The casino was originally pitched as an economic engine that, like the internal combustion version that came before it, would provide Windsor’s merchants, club owners, restaurateurs, and publicans a surge of new business that would last as long as humanity’s irrepressible desire to dance with the one-armed bandit. Of course exactly the opposite happened: there were indeed busloads of gamblers and long line-ups at the door, but once they went in, they didn’t come out until it was time to go home, their money spent. The businesses that did thrive were the bars, attractive to kids from Detroit, where the drinking age was 21 to Ontario’s 19. That small but significant gap turned Windsor into a weekend Tijuana.

Now Toronto is weighing a casino proposal.  As urban theorist Richard Florida was quoted as saying (in an excellent column by Margaret Wente), “Casinos aren’t for cities on their way up. They’re for cities out of options. (They are) brand killers.” Having studied the phenomenon around the world, Florida asserts that they generate a lot of social costs, are a regressive form of tax and basically take money from poor people.

§ §

▸ **Activity list**:
1 > Transcribe the casino passage from "The casino was" to "a weekend Tijuana.".
2 > Express the lines of the listing below, from the line with "847L675 884H684L709 848L711" to the line with "positive clicks: (710, 849)" inclusive, as a JSON list of strings with one string per line and any blank lines left out.

§ §

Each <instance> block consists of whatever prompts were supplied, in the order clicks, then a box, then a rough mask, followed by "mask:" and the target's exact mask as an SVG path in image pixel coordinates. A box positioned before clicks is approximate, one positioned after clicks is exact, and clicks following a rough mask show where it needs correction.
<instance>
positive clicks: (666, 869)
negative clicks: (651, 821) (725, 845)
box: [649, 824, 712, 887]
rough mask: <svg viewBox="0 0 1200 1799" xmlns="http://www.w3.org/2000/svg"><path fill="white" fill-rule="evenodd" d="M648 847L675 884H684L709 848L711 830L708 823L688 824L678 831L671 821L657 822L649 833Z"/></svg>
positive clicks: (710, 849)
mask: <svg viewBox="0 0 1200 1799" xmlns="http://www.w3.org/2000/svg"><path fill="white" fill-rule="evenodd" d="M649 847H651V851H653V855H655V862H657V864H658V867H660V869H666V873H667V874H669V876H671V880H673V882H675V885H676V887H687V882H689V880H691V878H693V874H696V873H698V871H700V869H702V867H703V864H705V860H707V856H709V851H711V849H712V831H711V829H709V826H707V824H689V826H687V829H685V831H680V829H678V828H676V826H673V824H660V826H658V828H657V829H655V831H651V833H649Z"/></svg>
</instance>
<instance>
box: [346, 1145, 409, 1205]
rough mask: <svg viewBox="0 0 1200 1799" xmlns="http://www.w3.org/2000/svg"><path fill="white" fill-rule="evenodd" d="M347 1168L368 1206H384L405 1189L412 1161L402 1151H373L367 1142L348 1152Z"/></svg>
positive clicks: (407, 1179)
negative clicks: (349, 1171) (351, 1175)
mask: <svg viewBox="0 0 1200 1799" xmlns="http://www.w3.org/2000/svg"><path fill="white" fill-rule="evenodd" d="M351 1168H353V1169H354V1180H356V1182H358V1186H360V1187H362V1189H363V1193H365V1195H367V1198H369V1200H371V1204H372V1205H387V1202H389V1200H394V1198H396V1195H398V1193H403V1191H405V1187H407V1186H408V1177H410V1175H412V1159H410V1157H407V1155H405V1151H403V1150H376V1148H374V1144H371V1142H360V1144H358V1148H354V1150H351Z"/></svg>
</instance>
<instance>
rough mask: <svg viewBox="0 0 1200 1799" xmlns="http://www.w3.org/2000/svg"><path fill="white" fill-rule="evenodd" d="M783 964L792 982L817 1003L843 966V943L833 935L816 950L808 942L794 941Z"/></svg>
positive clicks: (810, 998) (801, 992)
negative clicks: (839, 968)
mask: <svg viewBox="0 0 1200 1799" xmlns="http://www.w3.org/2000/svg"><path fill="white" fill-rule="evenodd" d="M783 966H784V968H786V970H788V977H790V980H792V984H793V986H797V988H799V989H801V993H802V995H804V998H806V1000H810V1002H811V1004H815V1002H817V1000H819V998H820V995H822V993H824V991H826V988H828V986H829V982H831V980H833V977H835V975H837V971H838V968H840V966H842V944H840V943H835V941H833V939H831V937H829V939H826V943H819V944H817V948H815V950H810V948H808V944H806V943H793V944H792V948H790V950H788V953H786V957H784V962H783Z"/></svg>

§ §

▸ **List of solutions**:
1 >
The casino was originally pitched as an economic engine that, like the internal combustion version that came before it, would provide Windsor’s merchants, club owners, restaurateurs, and publicans a surge of new business that would last as long as humanity’s irrepressible desire to dance with the one-armed bandit. Of course exactly the opposite happened: there were indeed busloads of gamblers and long line-ups at the door, but once they went in, they didn’t come out until it was time to go home, their money spent. The businesses that did thrive were the bars, attractive to kids from Detroit, where the drinking age was 21 to Ontario’s 19. That small but significant gap turned Windsor into a weekend Tijuana.

2 >
[
  "rough mask: <svg viewBox=\"0 0 1200 1799\" xmlns=\"http://www.w3.org/2000/svg\"><path fill=\"white\" fill-rule=\"evenodd\" d=\"M648 847L675 884H684L709 848L711 830L708 823L688 824L678 831L671 821L657 822L649 833Z\"/></svg>",
  "positive clicks: (710, 849)"
]